* To be done: List each line of the items below that contains the string "banner", copying it in full, and treat uppercase and lowercase letters as different.

* Excerpted data:
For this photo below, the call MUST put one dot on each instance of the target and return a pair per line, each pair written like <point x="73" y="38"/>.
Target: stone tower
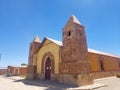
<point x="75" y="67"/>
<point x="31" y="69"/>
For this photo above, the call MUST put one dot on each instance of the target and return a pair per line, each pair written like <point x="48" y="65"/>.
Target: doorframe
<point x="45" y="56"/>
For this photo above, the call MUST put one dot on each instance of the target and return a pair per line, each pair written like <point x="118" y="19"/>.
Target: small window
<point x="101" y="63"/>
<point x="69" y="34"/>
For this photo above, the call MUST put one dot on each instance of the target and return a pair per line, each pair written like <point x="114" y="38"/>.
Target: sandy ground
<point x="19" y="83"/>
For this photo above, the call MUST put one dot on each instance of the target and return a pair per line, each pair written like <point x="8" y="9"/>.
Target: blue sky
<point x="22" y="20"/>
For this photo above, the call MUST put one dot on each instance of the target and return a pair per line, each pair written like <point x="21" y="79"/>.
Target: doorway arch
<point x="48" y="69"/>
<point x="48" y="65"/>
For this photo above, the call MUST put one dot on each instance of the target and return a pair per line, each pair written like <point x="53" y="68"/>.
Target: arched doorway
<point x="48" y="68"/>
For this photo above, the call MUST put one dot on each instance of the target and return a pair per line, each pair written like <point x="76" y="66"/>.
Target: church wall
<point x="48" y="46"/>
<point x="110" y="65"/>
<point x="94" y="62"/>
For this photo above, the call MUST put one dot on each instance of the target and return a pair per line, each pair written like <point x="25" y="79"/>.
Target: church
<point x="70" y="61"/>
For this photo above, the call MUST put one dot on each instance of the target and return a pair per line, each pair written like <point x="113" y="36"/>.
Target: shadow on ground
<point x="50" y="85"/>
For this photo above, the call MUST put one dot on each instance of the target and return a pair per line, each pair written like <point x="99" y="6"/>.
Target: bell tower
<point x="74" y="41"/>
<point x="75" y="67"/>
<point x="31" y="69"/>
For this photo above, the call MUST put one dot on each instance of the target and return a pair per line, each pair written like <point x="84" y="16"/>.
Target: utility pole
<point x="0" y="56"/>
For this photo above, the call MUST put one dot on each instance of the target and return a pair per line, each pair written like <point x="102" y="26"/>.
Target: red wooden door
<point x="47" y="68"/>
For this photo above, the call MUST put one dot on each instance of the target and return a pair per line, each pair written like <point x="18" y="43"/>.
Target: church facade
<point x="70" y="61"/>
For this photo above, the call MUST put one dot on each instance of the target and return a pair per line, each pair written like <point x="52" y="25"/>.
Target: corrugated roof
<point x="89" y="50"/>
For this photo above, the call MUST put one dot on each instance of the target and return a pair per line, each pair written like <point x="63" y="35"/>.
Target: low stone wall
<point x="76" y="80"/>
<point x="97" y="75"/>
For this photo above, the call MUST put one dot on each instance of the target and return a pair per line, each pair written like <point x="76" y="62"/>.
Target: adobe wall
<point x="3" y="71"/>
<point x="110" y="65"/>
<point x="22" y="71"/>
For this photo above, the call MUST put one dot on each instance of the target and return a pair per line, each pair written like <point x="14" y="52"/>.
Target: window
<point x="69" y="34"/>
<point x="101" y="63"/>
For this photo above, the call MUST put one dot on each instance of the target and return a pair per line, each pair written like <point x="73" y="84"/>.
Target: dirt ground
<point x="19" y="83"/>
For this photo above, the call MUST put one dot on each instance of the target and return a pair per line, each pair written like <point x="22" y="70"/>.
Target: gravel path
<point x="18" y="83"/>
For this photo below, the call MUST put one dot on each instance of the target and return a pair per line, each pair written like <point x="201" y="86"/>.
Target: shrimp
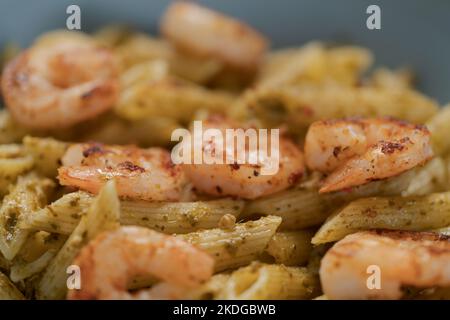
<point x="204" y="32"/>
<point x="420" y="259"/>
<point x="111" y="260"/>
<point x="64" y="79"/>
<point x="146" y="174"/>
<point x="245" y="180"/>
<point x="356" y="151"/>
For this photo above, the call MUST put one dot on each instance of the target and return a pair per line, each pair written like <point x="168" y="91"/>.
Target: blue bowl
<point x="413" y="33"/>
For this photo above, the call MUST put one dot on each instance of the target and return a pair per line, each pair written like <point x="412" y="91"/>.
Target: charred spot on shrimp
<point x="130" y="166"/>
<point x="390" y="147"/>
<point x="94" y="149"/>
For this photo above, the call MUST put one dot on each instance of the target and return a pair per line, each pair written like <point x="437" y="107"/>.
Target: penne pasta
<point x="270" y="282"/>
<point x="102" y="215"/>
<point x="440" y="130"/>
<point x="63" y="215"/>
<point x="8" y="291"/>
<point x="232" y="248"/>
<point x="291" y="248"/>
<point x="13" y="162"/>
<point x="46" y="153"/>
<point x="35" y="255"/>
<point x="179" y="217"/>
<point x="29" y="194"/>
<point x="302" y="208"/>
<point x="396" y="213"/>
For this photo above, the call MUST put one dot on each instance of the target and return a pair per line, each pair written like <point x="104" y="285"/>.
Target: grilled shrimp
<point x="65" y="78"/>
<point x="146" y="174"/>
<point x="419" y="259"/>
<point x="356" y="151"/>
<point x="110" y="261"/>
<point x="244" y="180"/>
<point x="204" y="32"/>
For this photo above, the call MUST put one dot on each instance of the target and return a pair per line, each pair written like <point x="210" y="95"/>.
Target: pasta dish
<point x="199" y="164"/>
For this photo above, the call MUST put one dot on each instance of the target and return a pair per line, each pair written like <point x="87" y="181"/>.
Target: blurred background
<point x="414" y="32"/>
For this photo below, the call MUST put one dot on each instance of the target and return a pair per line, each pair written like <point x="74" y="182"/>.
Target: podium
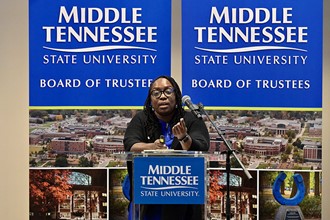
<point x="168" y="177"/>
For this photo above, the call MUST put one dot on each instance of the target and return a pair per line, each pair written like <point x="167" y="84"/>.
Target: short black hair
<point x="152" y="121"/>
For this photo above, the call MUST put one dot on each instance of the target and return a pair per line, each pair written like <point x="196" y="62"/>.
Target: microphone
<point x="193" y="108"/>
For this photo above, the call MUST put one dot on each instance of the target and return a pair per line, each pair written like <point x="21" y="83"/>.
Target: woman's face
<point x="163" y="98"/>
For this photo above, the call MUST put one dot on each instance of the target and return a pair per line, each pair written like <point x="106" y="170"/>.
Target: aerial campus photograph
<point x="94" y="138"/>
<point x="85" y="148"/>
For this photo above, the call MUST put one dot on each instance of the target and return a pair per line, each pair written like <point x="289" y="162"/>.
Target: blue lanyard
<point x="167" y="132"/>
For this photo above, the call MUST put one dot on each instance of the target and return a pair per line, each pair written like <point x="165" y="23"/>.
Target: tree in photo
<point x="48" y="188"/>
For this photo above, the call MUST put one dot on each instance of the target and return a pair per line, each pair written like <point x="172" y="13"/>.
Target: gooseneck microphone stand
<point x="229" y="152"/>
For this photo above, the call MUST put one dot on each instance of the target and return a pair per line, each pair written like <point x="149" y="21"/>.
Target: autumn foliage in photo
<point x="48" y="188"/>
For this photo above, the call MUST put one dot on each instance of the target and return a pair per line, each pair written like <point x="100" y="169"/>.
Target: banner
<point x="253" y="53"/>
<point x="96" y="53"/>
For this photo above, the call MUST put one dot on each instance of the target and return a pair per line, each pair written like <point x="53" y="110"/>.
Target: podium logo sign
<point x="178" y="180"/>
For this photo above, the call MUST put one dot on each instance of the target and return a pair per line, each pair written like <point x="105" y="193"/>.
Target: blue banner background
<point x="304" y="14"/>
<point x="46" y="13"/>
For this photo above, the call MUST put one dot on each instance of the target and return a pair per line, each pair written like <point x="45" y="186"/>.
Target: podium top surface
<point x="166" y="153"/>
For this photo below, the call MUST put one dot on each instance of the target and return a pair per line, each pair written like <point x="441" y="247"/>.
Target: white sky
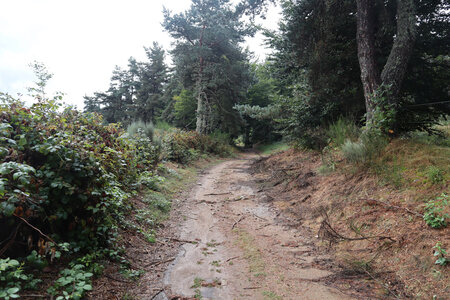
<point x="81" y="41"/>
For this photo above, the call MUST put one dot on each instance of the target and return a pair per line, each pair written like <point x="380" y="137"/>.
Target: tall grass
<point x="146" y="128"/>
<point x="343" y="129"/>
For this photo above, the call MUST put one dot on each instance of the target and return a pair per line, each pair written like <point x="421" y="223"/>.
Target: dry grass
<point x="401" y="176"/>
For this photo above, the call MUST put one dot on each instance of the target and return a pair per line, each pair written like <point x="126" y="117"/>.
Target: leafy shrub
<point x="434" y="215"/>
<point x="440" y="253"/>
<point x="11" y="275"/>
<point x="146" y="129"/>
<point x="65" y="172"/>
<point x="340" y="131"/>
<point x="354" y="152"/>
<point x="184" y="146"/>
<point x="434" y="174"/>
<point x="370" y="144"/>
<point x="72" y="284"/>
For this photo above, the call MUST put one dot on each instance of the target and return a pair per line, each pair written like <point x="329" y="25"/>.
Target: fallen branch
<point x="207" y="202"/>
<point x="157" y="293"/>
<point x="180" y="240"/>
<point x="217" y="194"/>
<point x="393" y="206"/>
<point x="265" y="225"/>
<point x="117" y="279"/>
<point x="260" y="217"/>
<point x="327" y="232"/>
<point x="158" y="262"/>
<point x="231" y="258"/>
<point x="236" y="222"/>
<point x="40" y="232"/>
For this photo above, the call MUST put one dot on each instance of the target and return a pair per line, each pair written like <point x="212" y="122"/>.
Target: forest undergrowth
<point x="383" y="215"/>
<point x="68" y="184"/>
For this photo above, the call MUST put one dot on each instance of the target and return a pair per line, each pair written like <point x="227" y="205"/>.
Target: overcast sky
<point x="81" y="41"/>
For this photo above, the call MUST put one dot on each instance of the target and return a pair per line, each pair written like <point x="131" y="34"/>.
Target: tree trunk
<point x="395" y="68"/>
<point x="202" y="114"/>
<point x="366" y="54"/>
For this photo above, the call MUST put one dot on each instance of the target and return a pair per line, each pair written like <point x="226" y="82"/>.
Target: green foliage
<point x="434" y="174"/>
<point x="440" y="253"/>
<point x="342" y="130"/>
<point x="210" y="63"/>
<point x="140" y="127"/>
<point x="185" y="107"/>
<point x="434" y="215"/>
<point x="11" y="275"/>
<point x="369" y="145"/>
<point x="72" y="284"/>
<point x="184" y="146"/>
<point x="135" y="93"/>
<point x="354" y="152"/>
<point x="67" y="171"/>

* Completed exercise:
Target: banner
Target: blue banner background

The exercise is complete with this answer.